**GIVEN PASSAGE:**
==*==

Dragon successfully docked with the International Space Station (ISS) in May, 2012. NASA has since provided $440 million to Space X for further Dragon development.

The result was the launch of the Dragon V2 (no doubt another historical reference) in May, 2014, large enough to carry seven astronauts.

Then Musk really upped his game by successfully pulling off the first ever landing of a booster rocket on a platform at sea in April, 2016. This is crucial for his plan to dramatically cutting the cost of space travel.

Commit all these names to memory. You are going to hear a lot about them.

Musk’s spectacular success with Space X can be traced to several different innovations.

He has taken the Silicon Valley hyper competitive ethos and financial model and applied it to the aerospace industry, the home of the bloated bureaucracy, the no bid contract, and the agonizingly long time frame.

For example, his initial avionics budget for the early Falcon 1 rocket was $10,000, and was spent on off-the-shelf consumer electronics. It turns out that their quality had improved so much in recent years they met military standards.

But no one ever bothered to test them. $10,000 wouldn’t have covered the food at the design meetings at Boeing or Lockheed-Martin, which would have stretched over years.

Similarly, Musk sent out the specs for a third party valve actuator no more complicated than a garage door opener, and a $120,000, one-year bid came back. He ended up building it in house for $3,000. Musk now tries to build as many parts in house as possible, giving it additional design and competitive advantages.

This tightwad, full speed ahead and damn the torpedoes philosophy overrides every part that goes into Space X rockets.

Amazingly, the company is using 3-D printers to make rocket parts, instead of having each one custom made.

Machines guided by computers carve rocket engines out of a single block of inconel nickel-chromium super alloy, foregoing the need for conventional welding, a frequent cause of engine failures.

==*==

**GIVEN INFORMATION:**
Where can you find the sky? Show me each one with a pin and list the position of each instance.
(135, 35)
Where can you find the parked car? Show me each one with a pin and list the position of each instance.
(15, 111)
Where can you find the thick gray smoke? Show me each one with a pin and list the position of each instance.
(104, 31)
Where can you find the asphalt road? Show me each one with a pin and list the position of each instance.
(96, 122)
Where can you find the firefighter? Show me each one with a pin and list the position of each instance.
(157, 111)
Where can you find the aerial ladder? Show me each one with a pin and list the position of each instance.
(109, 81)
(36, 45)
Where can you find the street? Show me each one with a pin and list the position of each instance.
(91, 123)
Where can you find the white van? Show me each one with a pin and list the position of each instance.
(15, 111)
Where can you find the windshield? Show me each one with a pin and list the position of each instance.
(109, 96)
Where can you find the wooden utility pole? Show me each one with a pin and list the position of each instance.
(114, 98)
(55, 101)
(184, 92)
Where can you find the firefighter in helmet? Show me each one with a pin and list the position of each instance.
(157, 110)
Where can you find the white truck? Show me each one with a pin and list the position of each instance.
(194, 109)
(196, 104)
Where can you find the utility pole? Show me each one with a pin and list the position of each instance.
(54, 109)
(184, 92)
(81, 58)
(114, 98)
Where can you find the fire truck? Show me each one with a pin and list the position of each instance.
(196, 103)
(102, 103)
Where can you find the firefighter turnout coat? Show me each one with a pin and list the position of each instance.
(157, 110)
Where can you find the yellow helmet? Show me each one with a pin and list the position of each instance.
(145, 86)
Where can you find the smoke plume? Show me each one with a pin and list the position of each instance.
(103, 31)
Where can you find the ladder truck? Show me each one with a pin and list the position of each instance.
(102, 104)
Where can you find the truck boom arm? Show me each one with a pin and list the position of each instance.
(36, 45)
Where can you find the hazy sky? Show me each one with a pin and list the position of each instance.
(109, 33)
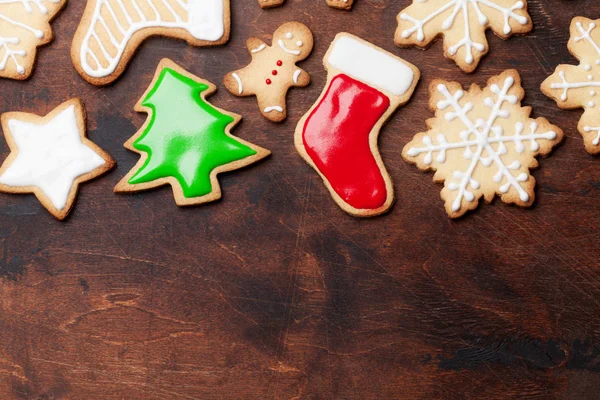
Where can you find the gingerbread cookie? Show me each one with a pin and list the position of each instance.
(463, 24)
(273, 70)
(186, 141)
(578, 86)
(50, 156)
(111, 31)
(338, 135)
(482, 143)
(270, 3)
(24, 26)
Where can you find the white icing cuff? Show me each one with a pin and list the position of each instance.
(206, 19)
(370, 65)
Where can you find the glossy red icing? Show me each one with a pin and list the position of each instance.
(336, 138)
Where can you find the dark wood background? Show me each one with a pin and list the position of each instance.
(274, 292)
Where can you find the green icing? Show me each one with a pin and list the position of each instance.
(185, 137)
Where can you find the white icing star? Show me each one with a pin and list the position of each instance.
(50, 156)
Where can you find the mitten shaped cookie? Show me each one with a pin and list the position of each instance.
(273, 69)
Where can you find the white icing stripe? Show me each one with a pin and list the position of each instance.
(282, 45)
(202, 19)
(259, 48)
(362, 61)
(239, 81)
(5, 42)
(50, 156)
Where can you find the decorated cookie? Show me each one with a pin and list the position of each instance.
(462, 23)
(338, 135)
(273, 69)
(341, 4)
(50, 156)
(578, 86)
(186, 141)
(111, 31)
(270, 3)
(482, 143)
(24, 26)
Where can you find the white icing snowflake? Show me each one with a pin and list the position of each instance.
(578, 86)
(482, 143)
(22, 30)
(463, 24)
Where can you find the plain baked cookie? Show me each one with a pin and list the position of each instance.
(578, 86)
(338, 135)
(110, 31)
(50, 156)
(482, 143)
(24, 26)
(462, 23)
(186, 141)
(273, 70)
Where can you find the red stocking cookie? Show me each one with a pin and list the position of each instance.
(338, 135)
(273, 70)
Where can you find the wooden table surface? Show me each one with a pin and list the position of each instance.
(275, 293)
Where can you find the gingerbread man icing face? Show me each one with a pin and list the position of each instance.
(295, 41)
(273, 69)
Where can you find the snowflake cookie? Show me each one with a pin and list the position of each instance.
(482, 143)
(578, 86)
(24, 26)
(463, 24)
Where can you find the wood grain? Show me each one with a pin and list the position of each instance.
(274, 292)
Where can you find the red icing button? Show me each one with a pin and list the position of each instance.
(336, 138)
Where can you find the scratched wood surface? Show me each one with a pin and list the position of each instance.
(273, 292)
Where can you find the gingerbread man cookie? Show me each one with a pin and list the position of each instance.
(273, 69)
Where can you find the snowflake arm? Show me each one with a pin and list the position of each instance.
(578, 86)
(465, 43)
(22, 32)
(484, 144)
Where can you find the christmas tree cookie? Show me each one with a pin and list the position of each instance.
(50, 156)
(482, 143)
(578, 86)
(338, 135)
(273, 70)
(24, 26)
(111, 31)
(186, 142)
(462, 23)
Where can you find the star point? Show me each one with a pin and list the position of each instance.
(50, 156)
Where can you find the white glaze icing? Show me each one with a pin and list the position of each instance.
(259, 48)
(362, 61)
(203, 19)
(483, 143)
(50, 156)
(239, 81)
(465, 7)
(6, 43)
(282, 45)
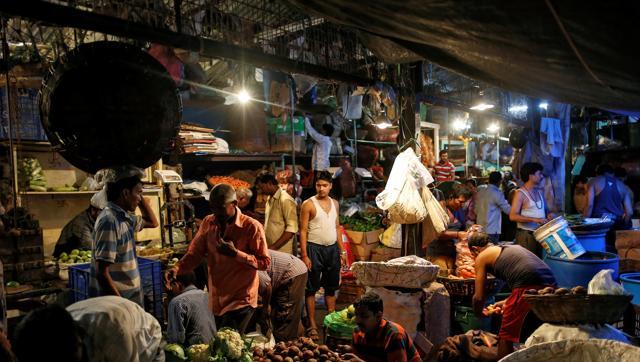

==*==

**TO DO:**
[a] Answer these questions using the Space X passage:
(i) How much money has NASA provided to Space X for further Dragon development?
(ii) What was the initial avionics budget for the early Falcon 1 rocket?
(iii) For how much did Musk end up building the valve actuator in house?
[b] Output everything in the Space X passage from "Dragon successfully docked" down to "carry seven astronauts.".
[c] Pick up the passage on Space X and Musk's rockets where it stops, and keep writing it.

**ANSWERS TO THE PROBLEMS:**
[a]
(i) $440 million
(ii) $10,000
(iii) $3,000

[b]
Dragon successfully docked with the International Space Station (ISS) in May, 2012. NASA has since provided $440 million to Space X for further Dragon development.

The result was the launch of the Dragon V2 (no doubt another historical reference) in May, 2014, large enough to carry seven astronauts.

[c]
Space X is using every launch to simultaneously test dozens of new parts on every flight, a huge cost saver that involves extra risks that NASA would never take. It also uses parts that are interchangeable of all its rocket types, another substantial cost saver.

Space X has effectively combined three nine engine Falcon 9 rockets to create the 27 engine Falcon Heavy, the world’s largest operational rocket. It has a load capacity of a staggering 53 metric tons, the same as a fully loaded Boeing 737 can carry. It has half the thrust of the gargantuan Saturn V moon rocket that last flew in 1973.

Musk is able to capture synergies among his three companies not available to any competitor. Space X gets the manufacturing efficiency of a mass production car maker.

Tesla Motors has access to the futuristic space age technology of a rocket maker. Solar City (SCTY) provides cheap solar energy to all of the above.

And herein lies the play.

As a result of all these efforts, Space X today can deliver what ULA does for 76% less money with vastly superior technology and capability. Specifically, its Falcon Heavy can deliver a 116,600 pound payload into low earth orbit for only $90 million, compared to the $380 million price tag for a ULA Delta IV 57, 156 pound launch.

In other words, Space X can deliver cargo to space for $772 a pound, compared to the $7,515 a pound ULA charges the US government. That’s a hell of a price advantage.

You would wonder when the free enterprise system is going to kick in and why Space X doesn’t already own this market.

But selling rockets are not the same as shifting iPhones, laptops, watches, or cars. There is a large overlap with the national defense of every country involved.

Many of the satellites launches are military in nature and top secret. As the cargoes are so valuable, costing tens of millions of dollars each, reliability and long track records are big issues.

Enter the wonderful world of Washington DC politics. ULA constructs its Delta IV rocket in Decatur, Alabama, the home state of Senator Richard Shelby, the powerful head of the Banking, Finance, and Urban Affairs Committee.

The first Delta rocket was launched in 1960, and much of its original ancient designs persist in the modern variants. It is a major job creator in the state.

Shelby has criticized President Obama’s attempt to privatize and modernize the rocket business as a “faith based initiative.” ULA is a major contributor to Shelby’s campaigns.

ULA has no rocket engine of its own. So it buys engines from Russia, complete with blue prints, hardly a reliable supplier. Magically, the engines have so far been exempted from the economic and trade sanctions enforced by the US against Russia for its invasion of Ukraine.

ULA has since signed a contract with Amazon’s Jeff Bezos owned Blue Origin, which is also attempting to develop a private rocket business, but is miles behind Space X.

Musk testified in front of congress in 2014 about the viability of Space X rockets as a financially attractive, cost saving option. His goal is to break the ULA monopoly and get the US government to buy American. You wouldn’t think this is such a tough job, but it is.

Musk has since sued the US Air Force to open up the bidding.

Elon became a US citizen in 2002 primarily to qualify for bidding on government rocket contracts, addressing national security concerns.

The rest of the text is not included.